— Start of Task inputs —

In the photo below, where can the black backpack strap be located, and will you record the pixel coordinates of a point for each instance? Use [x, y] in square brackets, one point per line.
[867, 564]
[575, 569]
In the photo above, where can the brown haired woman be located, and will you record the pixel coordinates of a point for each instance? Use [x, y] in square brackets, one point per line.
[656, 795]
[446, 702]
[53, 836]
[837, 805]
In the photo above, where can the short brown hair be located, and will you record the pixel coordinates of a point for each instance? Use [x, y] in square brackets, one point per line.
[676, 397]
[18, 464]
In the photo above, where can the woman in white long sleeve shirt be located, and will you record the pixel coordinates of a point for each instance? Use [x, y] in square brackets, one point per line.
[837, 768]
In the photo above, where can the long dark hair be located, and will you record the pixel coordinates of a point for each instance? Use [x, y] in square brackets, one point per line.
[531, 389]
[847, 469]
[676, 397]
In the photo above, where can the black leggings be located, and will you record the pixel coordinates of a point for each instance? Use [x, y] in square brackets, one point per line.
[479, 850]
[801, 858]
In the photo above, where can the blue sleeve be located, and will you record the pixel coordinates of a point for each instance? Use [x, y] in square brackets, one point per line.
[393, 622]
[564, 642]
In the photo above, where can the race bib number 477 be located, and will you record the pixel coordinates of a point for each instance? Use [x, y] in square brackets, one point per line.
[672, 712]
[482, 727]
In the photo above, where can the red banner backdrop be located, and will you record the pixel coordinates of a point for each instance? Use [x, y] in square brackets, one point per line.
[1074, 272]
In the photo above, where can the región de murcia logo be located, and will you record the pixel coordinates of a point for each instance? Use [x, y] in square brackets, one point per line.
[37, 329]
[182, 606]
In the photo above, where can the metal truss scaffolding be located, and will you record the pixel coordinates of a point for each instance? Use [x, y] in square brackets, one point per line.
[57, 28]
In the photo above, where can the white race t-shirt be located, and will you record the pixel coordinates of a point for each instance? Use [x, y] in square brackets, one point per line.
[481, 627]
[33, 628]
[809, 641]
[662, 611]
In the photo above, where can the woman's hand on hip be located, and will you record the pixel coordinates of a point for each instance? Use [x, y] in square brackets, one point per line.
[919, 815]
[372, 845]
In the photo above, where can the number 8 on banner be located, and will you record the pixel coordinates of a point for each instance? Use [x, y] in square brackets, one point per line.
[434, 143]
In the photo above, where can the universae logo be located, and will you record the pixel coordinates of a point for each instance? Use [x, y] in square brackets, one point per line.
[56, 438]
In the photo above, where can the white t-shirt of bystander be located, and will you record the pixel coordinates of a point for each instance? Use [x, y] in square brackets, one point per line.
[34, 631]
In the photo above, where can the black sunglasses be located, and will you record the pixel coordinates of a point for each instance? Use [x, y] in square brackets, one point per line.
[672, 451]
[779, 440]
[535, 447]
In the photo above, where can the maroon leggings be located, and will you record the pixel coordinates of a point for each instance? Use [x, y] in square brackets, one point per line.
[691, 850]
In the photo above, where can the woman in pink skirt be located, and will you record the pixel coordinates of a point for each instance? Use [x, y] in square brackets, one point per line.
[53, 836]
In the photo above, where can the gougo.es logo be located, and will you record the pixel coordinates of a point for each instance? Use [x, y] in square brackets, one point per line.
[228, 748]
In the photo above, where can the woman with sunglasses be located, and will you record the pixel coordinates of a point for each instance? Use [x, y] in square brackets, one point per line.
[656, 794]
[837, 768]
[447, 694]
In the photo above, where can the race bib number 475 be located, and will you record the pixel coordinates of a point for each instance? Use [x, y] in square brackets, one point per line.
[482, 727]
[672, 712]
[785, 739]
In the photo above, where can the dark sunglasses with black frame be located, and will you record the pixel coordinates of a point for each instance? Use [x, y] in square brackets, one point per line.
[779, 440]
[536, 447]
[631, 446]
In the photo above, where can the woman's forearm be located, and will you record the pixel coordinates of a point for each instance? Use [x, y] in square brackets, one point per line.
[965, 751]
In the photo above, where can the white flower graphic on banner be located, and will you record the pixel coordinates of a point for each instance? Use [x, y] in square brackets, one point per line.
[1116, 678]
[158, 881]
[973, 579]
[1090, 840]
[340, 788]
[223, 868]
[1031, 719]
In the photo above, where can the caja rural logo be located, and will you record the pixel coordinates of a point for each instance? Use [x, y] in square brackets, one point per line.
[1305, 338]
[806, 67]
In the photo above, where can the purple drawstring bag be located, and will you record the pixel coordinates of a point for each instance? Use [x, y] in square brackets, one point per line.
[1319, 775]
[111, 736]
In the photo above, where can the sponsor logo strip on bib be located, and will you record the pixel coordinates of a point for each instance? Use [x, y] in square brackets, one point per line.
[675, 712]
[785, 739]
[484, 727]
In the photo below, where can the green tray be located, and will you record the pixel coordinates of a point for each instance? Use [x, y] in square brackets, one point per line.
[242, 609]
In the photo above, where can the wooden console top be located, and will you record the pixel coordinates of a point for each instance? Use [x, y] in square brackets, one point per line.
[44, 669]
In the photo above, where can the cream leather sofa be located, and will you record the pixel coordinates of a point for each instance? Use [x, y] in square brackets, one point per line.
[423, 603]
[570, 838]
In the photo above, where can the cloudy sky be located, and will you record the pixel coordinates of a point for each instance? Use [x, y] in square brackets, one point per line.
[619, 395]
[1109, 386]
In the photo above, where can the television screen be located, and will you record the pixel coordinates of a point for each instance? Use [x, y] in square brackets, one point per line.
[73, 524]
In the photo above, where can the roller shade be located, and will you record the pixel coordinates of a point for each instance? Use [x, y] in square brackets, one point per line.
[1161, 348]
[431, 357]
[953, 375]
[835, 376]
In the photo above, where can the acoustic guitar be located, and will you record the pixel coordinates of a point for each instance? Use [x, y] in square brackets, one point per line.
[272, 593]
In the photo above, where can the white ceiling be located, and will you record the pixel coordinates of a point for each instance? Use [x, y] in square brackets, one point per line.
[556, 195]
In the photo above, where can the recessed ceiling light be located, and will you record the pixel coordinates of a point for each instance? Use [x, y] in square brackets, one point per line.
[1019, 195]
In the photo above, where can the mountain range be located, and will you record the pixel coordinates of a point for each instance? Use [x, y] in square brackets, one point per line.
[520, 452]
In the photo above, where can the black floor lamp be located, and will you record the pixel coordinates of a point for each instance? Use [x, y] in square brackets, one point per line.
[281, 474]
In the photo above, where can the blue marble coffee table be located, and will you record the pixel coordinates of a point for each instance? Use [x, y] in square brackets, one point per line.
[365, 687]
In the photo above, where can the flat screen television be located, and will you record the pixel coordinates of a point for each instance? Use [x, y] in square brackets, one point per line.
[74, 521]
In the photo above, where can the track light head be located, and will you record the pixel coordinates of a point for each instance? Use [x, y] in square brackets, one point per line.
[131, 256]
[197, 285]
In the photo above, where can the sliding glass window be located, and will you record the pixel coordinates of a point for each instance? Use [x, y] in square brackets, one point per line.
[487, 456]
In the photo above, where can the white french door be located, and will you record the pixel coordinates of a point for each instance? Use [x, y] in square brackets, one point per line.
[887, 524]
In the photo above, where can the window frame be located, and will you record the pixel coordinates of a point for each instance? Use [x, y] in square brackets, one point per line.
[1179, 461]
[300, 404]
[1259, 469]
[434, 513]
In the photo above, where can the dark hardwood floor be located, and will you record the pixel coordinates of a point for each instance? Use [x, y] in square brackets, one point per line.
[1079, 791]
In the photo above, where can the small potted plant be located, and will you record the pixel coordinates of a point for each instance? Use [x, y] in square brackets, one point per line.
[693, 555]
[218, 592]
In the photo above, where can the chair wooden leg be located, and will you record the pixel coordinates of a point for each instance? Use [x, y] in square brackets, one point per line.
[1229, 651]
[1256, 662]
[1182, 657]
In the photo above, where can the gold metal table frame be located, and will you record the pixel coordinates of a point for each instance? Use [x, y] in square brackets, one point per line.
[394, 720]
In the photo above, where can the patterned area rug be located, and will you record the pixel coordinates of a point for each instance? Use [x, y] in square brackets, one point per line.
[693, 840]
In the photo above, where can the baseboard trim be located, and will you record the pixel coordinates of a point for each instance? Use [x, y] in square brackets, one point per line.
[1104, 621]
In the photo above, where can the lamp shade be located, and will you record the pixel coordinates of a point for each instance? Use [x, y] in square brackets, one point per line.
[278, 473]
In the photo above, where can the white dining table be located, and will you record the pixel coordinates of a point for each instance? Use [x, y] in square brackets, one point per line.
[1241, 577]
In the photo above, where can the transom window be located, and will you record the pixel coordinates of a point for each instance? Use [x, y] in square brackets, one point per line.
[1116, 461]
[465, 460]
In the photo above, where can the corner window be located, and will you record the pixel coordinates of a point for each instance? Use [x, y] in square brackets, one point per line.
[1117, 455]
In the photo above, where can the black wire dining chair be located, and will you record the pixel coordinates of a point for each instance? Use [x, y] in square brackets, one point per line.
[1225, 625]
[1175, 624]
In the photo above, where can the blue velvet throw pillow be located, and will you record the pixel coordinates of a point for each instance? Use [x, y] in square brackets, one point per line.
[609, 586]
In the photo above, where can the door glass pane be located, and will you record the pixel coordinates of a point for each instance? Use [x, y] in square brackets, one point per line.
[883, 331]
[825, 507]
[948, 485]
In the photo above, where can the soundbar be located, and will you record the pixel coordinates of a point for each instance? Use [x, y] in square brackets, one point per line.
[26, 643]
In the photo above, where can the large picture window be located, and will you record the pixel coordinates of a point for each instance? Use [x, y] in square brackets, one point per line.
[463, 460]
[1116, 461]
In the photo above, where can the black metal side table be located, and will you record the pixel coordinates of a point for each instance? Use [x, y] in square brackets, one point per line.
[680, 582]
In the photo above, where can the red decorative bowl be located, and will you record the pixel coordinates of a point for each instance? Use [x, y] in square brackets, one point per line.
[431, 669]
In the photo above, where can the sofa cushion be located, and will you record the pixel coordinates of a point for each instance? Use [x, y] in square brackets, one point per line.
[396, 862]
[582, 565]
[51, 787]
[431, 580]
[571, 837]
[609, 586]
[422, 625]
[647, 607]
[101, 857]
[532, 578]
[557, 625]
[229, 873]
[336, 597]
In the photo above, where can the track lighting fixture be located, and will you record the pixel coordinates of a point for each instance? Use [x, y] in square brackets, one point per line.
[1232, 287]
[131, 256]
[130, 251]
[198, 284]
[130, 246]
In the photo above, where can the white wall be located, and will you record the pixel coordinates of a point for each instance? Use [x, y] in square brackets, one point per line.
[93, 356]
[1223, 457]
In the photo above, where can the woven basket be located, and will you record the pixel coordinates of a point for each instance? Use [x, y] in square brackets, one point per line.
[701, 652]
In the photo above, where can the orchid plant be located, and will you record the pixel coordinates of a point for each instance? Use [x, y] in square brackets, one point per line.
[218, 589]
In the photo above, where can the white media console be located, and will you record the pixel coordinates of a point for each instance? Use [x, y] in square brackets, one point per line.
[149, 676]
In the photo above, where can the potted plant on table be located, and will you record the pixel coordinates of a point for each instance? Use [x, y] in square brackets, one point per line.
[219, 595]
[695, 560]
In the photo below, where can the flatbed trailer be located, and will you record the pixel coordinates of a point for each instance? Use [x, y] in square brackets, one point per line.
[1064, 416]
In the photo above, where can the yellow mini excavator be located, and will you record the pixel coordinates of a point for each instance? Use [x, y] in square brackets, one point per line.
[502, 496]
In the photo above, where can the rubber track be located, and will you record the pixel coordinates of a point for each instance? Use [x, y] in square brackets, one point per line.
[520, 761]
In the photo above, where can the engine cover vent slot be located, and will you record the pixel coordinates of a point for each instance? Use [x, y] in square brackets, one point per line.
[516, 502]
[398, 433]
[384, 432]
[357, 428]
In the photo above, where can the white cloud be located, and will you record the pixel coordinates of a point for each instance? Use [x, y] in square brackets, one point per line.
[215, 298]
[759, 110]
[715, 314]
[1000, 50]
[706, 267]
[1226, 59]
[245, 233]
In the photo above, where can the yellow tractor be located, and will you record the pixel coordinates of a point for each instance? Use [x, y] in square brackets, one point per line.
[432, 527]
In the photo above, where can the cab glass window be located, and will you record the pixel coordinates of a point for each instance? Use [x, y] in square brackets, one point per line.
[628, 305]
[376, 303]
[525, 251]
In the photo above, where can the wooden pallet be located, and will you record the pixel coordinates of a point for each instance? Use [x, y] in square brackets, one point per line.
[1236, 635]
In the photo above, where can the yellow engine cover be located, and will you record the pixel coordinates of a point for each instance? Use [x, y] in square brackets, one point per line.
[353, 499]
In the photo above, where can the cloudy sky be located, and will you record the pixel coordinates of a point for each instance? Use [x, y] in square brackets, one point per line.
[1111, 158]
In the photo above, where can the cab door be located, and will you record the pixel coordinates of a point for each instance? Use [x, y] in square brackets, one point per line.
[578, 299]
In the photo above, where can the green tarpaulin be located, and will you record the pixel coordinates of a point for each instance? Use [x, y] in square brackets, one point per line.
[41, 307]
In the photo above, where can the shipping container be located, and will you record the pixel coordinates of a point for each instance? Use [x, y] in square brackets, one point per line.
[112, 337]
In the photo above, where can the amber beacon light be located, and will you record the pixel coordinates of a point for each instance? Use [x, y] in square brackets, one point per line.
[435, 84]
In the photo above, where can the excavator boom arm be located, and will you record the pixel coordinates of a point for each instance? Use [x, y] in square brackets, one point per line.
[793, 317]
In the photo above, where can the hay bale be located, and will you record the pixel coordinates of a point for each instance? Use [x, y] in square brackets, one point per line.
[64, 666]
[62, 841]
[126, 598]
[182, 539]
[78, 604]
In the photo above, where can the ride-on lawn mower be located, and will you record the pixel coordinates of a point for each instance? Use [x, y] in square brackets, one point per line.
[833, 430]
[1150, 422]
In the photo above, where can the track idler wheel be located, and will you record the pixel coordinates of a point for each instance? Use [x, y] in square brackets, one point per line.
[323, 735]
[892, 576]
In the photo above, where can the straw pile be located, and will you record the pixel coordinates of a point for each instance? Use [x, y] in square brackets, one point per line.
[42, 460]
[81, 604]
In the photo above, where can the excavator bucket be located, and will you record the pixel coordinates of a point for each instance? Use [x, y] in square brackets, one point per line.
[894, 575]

— End of Task inputs —

#### Required task
Output the data from the line containing "In the photo above, where can the amber" through the line containing "[1150, 422]", both included, as a JSON list of strings with one string per line and no blank lines.

#### Finished exercise
[
  "In the photo above, where can the amber beacon light be located, and will you record the pixel coordinates of a point for each instance? Use [x, y] in square brackets, one point per line.",
  "[435, 84]",
  "In the photo above, where can the excavator boom arm be located, and will you record the pixel coordinates of a point for each instance? Use [x, y] in square brackets, one point per line.",
  "[793, 317]",
  "In the photo above, where can the hay bale be located, and will you record the pixel coordinates of a point for each instance? Use [x, y] in square brackets, one point per line.",
  "[64, 666]",
  "[62, 841]",
  "[126, 598]",
  "[182, 539]",
  "[78, 604]",
  "In the photo above, where can the ride-on lawn mower be located, and will you record the pixel coordinates of a point for each instance? Use [x, y] in square brackets, one point per line.",
  "[833, 430]",
  "[1150, 422]"
]